**** Information provided ****

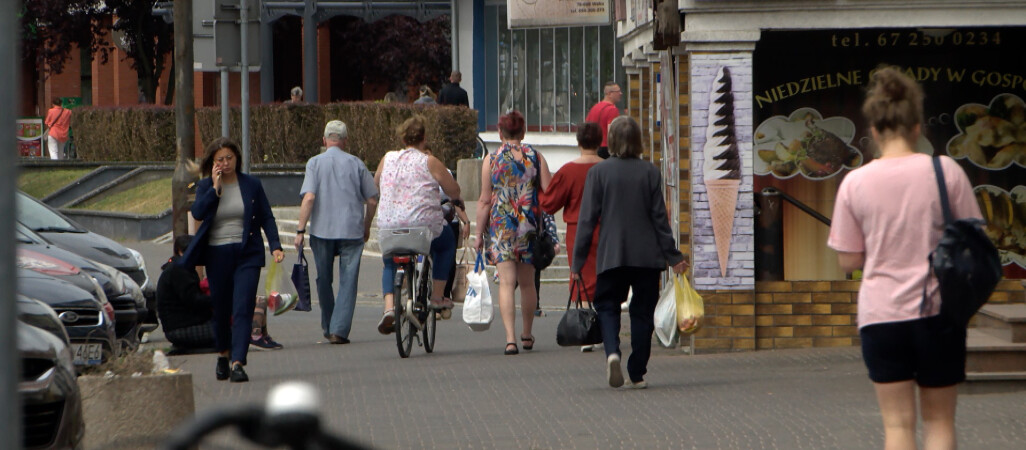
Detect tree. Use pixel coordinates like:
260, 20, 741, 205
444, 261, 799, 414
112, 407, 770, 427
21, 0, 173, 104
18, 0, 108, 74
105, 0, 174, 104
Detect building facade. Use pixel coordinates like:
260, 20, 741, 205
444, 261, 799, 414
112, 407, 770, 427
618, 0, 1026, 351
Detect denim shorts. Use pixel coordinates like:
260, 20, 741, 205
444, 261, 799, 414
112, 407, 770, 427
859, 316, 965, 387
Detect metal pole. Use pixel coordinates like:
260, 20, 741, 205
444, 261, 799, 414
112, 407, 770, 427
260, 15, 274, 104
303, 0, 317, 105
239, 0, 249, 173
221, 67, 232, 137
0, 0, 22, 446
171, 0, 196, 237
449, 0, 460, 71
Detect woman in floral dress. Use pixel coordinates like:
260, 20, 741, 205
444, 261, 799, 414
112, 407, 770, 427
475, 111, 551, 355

****
**** Information provided ****

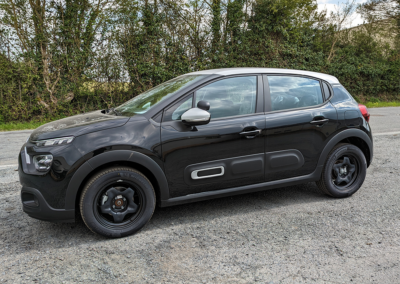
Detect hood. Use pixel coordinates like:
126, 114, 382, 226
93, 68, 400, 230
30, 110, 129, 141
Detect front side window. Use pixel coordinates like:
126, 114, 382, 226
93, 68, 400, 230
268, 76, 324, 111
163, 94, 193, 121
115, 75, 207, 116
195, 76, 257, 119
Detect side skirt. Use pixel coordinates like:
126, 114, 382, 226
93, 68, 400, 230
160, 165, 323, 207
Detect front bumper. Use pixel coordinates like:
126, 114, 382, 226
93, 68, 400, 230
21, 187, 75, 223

****

Task instructions:
Recast the lines of the records above as a JSON list of strings with one string per line, omitting blank lines, covering only the lines from the one containing "Detect front side" through the one containing "21, 187, 75, 223", inclusive.

Worked solution:
[
  "Detect front side window. Use pixel coordinates like:",
  "126, 114, 382, 226",
  "93, 68, 400, 230",
  "268, 76, 324, 111",
  "163, 94, 193, 121",
  "115, 75, 207, 116",
  "195, 76, 257, 119",
  "Detect side skirt. Use pixel coordinates like:",
  "126, 114, 382, 226",
  "93, 68, 400, 230",
  "160, 165, 323, 207",
  "Detect front bumper. Use pixel coordinates like:",
  "126, 114, 382, 226",
  "93, 68, 400, 230",
  "21, 187, 75, 223"
]